_Stored entries_:
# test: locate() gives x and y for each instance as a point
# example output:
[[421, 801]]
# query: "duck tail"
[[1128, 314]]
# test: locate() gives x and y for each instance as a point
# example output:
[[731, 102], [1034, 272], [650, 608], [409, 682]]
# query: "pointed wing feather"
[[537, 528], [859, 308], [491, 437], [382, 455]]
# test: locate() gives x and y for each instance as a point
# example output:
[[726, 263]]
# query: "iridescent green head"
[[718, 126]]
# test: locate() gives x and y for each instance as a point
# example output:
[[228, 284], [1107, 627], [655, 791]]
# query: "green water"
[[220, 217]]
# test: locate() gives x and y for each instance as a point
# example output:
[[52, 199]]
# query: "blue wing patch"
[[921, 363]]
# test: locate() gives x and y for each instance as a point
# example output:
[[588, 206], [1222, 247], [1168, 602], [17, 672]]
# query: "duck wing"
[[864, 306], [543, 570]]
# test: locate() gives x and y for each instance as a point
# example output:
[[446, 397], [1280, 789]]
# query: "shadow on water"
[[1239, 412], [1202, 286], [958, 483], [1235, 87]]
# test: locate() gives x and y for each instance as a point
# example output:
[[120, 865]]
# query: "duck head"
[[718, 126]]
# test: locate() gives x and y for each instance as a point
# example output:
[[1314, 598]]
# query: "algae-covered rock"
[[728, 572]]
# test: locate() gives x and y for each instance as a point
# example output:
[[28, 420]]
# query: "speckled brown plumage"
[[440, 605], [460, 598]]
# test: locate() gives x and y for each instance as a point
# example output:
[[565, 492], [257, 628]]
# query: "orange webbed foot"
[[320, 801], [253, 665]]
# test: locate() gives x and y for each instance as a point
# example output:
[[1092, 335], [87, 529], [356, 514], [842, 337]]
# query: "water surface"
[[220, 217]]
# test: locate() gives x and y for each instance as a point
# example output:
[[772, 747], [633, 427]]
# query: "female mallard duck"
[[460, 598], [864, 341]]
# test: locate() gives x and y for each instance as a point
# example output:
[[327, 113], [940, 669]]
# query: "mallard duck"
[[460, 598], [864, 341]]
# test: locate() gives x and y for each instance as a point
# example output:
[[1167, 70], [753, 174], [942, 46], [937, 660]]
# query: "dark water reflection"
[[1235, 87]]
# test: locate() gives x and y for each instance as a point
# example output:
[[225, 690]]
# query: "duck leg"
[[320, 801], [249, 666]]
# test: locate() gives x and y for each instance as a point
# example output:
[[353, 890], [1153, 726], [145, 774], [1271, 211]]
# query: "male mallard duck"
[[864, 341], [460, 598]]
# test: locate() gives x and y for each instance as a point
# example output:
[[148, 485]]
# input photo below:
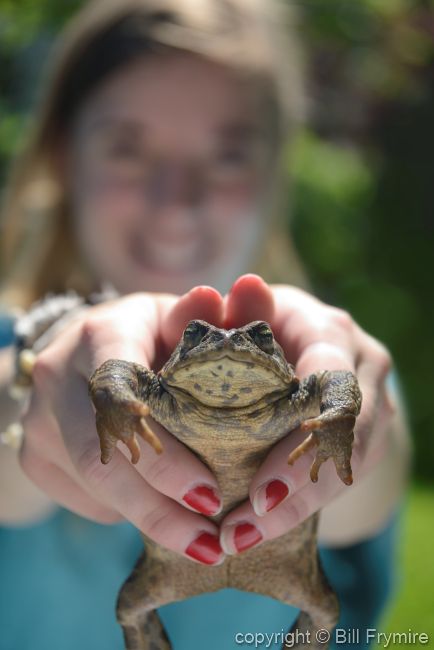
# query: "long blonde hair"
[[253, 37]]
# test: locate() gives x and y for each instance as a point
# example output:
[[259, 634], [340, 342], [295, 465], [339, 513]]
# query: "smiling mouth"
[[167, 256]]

* * *

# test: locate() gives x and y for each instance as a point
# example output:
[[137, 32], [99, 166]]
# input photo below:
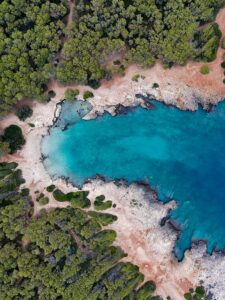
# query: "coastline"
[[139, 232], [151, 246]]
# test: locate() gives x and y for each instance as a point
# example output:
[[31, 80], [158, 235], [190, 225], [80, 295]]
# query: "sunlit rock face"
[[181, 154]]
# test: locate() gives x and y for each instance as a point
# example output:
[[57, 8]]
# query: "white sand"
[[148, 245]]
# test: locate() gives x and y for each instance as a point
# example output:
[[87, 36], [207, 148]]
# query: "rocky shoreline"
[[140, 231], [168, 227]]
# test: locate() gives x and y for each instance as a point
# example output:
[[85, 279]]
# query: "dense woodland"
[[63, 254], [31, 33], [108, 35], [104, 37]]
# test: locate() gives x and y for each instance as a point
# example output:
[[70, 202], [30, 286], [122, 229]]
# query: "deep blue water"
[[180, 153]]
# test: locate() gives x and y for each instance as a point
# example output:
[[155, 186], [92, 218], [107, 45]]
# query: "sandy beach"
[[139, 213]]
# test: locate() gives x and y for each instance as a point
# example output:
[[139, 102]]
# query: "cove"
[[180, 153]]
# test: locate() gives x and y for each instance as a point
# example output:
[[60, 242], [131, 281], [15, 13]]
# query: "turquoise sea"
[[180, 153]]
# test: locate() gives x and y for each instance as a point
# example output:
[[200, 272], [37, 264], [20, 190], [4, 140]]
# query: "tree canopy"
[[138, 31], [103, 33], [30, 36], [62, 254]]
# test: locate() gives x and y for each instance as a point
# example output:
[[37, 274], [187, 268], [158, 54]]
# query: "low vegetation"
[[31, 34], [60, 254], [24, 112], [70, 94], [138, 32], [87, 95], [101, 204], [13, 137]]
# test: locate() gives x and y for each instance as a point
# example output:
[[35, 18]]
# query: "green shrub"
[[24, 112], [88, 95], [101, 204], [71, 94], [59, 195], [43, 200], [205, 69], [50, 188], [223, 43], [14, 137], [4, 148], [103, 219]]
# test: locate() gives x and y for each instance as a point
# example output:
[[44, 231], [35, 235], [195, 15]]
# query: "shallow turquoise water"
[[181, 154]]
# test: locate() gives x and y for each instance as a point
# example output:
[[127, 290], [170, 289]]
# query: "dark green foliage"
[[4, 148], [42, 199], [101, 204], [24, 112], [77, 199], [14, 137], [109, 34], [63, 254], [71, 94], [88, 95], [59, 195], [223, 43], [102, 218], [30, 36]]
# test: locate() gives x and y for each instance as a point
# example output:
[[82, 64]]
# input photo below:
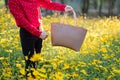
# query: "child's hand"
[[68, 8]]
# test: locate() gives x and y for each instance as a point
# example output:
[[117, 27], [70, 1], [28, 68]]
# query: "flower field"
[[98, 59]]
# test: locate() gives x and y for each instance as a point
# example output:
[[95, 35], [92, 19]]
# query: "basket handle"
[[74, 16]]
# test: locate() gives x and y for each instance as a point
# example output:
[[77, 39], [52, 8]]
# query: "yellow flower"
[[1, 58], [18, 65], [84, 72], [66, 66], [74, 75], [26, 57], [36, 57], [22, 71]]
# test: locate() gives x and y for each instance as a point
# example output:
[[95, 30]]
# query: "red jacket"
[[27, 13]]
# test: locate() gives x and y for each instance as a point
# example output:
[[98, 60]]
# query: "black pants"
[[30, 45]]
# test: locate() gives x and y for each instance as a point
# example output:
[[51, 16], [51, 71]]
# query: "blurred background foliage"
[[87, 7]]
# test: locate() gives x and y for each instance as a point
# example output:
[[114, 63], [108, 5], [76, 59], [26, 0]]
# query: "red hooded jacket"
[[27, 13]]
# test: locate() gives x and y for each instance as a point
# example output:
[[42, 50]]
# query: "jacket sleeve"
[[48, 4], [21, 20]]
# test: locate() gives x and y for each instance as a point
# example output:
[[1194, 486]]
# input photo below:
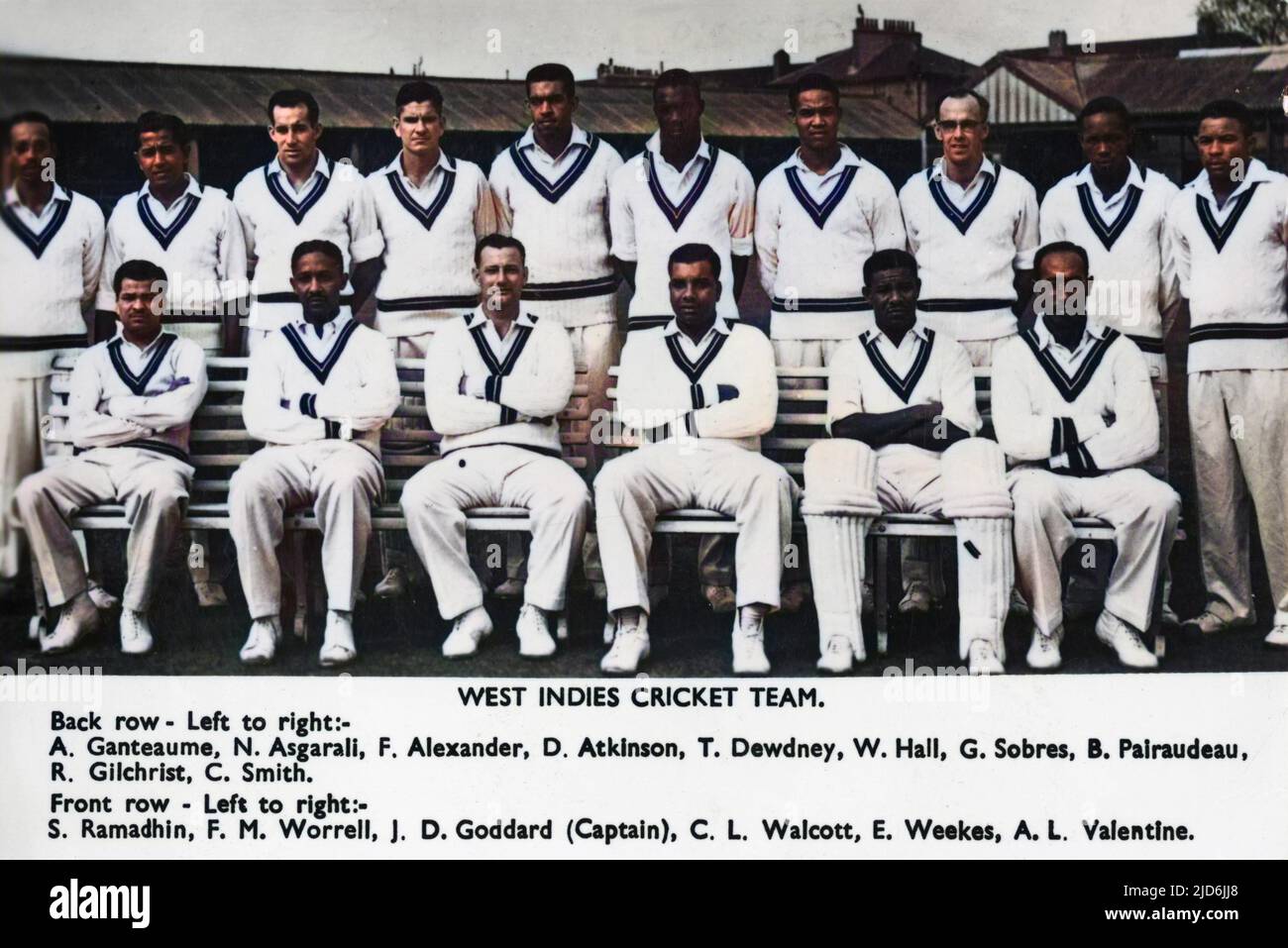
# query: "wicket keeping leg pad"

...

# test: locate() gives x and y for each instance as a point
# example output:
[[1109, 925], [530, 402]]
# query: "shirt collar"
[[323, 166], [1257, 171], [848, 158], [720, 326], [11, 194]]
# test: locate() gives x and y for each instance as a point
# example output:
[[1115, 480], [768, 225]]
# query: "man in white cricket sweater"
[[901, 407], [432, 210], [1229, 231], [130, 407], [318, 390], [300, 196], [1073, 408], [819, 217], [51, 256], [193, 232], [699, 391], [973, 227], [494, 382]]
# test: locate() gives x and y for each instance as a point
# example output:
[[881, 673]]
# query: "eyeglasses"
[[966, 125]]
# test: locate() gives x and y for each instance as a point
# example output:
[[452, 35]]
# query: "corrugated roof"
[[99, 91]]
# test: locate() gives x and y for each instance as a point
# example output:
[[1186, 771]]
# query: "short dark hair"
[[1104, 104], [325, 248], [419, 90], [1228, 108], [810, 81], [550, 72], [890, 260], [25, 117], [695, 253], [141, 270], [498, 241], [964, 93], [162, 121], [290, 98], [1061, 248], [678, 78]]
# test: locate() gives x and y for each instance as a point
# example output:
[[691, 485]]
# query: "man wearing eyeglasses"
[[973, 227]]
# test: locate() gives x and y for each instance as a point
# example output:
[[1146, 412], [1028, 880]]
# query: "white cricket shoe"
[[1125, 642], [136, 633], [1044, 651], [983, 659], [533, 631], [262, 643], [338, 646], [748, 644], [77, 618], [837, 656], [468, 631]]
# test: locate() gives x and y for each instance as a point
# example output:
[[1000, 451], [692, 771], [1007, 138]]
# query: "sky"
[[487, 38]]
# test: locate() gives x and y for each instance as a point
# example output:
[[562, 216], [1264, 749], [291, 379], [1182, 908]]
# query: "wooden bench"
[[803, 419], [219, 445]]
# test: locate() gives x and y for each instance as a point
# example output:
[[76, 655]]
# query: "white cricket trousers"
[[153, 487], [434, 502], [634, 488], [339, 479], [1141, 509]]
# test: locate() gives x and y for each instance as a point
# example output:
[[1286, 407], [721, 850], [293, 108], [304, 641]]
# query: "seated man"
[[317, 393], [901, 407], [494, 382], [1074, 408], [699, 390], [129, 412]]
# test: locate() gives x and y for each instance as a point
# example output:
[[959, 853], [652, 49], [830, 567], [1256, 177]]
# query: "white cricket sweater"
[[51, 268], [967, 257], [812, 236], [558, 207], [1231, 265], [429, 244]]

_Brief_:
Pull out every line of the material that contains the string "green", matching case exactly.

_Written response_:
# query: "iridescent green head"
# query: "green water"
# query: "green shrub"
# query: "dark green foliage"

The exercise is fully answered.